* BEGIN Provided records *
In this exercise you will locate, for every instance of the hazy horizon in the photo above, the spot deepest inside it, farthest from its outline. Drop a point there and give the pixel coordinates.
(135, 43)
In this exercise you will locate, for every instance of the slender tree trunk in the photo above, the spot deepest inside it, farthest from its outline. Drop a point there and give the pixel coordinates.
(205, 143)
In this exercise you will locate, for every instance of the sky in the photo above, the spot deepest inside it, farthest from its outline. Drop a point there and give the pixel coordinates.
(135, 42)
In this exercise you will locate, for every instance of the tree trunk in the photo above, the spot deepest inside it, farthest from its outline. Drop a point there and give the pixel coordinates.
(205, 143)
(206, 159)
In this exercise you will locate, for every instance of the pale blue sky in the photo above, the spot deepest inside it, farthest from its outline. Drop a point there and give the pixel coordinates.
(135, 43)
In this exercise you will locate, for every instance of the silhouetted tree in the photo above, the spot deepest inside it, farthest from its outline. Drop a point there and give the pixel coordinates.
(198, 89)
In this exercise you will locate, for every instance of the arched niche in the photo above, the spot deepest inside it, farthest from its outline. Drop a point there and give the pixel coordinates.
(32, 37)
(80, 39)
* END Provided records *
* BEGIN Provided records *
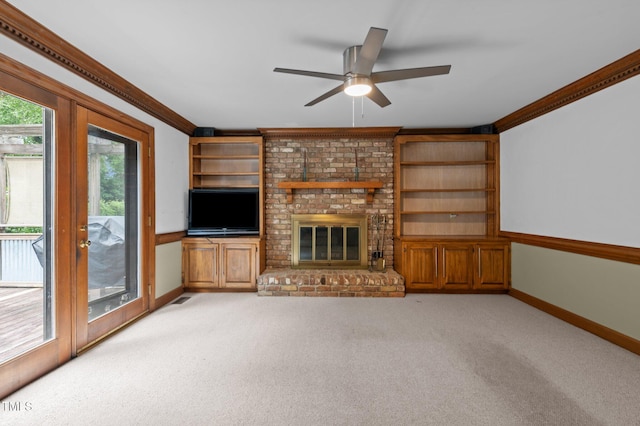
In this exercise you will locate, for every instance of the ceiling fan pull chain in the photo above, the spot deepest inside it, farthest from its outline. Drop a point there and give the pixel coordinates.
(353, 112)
* END Provided records *
*Given task*.
Return each line of the data above that contains the string "trunk", treating uppercase and lowercase letters as different.

*Result of this task*.
In this exercise you will locate, for every instance of the slender tree trunk in the photo above, the spot deepest inside it, farthest from its outline. Drop a point there and give the pixel coordinates.
In this exercise you will locate, for every instance of the tree trunk in the photo above, the spot deepest inside it, farthest from its outline. Drop a point there and give the pixel coordinates.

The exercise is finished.